- _Passage provided_
A robots.txt file is a simple, plain text file that you store on your website. Its purpose is to give instructions to robots (also known as "spiders", programs that retrieve content for search engines like Google and Fast) detailing what they should not index on a website. If you are unable to create or use a robots.txt file, you might find this meta tags tutorial useful.
A robots.txt file (a document detailing the robots.txt exclusion standard is available) is always stored in the root of your site, and is always named in lower case. For example, if a website at http://www.addedbytes.com/ had a robots.txt file it would be found at http://www.addedbytes.com/robots.txt - and only there. Spiders will always search for it in the root of a domain, and will never ever look for it elsewhere. You cannot specify a different name or location for a robots.txt file.
A robots.txt file should be viewed like a list of recommendations. By including one, you are asking the spiders that visit your site to ignore certain things that you would prefer not to be indexed, but they are not obliged to pay attention to that. If you really do not want things indexed, it is far better to disallow access with server-side programming than a robots.txt file.

- _Given exercise 1_
Transcribe the section of the robots.txt passage that begins with the words "A robots.txt file is" and ends after the words "for a robots.txt file.".

Dataset entries about where objects are located
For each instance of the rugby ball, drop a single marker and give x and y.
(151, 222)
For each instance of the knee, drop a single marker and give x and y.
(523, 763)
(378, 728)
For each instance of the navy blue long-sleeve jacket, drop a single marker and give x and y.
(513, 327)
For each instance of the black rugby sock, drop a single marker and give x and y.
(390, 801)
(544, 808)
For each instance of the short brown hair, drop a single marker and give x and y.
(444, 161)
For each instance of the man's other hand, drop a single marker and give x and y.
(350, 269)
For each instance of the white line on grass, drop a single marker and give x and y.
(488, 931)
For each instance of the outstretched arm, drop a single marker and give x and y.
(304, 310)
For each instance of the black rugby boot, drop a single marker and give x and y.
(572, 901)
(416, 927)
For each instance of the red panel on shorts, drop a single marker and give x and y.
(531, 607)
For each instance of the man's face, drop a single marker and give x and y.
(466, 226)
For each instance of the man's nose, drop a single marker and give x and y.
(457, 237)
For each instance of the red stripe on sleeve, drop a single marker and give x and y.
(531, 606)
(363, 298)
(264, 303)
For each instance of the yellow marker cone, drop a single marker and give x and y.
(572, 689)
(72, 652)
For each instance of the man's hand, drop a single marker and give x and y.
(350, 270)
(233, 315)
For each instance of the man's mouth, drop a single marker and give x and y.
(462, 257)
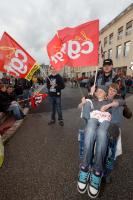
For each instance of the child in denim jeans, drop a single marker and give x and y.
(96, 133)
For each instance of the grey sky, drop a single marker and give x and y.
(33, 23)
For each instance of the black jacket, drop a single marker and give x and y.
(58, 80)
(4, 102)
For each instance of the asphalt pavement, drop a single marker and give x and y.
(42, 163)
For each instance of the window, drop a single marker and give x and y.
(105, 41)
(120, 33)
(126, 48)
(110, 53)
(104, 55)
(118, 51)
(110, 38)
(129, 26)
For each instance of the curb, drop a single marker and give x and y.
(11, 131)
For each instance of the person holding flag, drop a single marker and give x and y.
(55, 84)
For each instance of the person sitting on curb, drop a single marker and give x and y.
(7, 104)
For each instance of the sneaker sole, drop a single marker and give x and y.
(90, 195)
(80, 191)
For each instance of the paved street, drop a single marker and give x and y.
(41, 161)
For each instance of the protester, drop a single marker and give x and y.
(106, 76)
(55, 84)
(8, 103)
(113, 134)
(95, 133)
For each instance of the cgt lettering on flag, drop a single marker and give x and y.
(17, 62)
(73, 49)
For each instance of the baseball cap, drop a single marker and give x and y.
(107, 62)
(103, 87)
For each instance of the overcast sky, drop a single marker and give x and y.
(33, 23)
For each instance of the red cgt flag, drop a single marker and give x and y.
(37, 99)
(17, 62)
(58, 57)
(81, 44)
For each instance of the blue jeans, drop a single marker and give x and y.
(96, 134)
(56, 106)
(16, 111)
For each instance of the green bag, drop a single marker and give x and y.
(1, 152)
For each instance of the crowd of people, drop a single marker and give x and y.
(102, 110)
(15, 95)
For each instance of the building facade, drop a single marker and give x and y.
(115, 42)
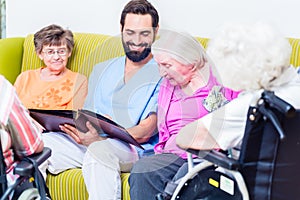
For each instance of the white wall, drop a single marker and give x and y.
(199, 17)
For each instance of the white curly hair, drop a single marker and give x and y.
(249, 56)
--
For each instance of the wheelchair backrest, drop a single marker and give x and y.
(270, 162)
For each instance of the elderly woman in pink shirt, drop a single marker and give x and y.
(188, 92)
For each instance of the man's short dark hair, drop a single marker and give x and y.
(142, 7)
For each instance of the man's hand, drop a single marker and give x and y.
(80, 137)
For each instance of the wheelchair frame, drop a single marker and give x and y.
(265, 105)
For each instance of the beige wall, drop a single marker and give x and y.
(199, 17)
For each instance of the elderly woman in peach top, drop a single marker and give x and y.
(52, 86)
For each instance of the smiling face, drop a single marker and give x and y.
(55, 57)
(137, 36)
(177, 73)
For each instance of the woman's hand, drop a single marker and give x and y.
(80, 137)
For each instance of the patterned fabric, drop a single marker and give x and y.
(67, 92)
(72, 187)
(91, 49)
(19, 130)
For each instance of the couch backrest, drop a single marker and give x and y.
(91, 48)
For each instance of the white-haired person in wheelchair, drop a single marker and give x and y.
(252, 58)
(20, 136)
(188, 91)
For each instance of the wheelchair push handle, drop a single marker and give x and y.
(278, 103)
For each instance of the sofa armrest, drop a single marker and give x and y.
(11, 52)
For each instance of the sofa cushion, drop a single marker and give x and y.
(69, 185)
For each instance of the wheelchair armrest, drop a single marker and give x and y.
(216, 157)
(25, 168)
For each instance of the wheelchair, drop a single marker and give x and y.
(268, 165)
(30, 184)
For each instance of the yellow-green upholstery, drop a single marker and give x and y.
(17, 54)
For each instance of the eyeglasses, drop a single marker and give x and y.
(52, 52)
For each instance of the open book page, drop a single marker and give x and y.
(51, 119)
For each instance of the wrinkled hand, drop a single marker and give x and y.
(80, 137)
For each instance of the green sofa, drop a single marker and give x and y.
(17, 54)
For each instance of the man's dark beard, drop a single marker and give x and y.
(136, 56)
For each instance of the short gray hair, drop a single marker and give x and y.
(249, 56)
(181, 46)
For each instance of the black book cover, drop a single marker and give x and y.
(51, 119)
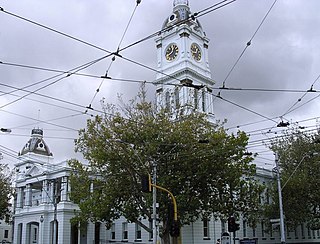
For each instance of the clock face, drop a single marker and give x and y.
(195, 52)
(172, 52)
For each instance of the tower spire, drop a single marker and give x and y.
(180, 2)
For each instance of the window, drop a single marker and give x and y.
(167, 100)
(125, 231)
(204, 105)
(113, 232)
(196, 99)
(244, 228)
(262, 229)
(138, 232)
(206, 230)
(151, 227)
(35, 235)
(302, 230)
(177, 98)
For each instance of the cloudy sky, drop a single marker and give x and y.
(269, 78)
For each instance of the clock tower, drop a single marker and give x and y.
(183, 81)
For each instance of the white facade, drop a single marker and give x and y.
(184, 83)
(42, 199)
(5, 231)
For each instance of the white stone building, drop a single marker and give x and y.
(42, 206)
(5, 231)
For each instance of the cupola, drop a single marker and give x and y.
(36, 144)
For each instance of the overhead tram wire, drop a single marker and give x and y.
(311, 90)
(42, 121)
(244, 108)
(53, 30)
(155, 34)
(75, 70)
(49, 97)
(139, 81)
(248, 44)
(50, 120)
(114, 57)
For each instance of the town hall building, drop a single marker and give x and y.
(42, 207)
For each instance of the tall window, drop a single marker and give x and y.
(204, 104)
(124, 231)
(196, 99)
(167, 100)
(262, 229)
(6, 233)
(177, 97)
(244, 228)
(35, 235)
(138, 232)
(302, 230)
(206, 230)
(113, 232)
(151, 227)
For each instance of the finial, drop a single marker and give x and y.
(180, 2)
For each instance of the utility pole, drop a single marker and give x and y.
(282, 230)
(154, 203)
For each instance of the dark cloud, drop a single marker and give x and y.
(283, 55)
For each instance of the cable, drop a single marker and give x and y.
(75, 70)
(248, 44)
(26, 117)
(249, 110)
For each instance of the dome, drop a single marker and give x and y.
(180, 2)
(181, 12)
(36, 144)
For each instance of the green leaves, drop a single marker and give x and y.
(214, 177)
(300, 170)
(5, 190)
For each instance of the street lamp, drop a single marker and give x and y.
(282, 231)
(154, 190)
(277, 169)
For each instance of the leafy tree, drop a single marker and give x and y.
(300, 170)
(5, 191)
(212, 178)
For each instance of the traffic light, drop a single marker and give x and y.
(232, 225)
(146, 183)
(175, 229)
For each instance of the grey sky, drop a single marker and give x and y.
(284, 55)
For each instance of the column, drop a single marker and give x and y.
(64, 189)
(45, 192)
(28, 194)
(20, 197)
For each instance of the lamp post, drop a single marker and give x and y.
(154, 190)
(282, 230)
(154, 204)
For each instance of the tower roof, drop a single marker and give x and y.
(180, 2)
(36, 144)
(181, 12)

- _Given exercise 2_
Report how many lines of the entries contain the string "sleeve", with case counted. Give only the number.

- _Expected output 1_
A robots.txt file is a simple, plain text file that you store on your website. Its purpose is to give instructions to robots (also known as "spiders", programs that retrieve content for search engines like Google and Fast) detailing what they should not index on a website. If you are unable to create or use a robots.txt file, you might find this meta tags tutorial useful.
A robots.txt file (a document detailing the robots.txt exclusion standard is available) is always stored in the root of your site, and is always named in lower case. For example, if a website at http://www.addedbytes.com/ had a robots.txt file it would be found at http://www.addedbytes.com/robots.txt - and only there. Spiders will always search for it in the root of a domain, and will never ever look for it elsewhere. You cannot specify a different name or location for a robots.txt file.

- _Expected output 2_
2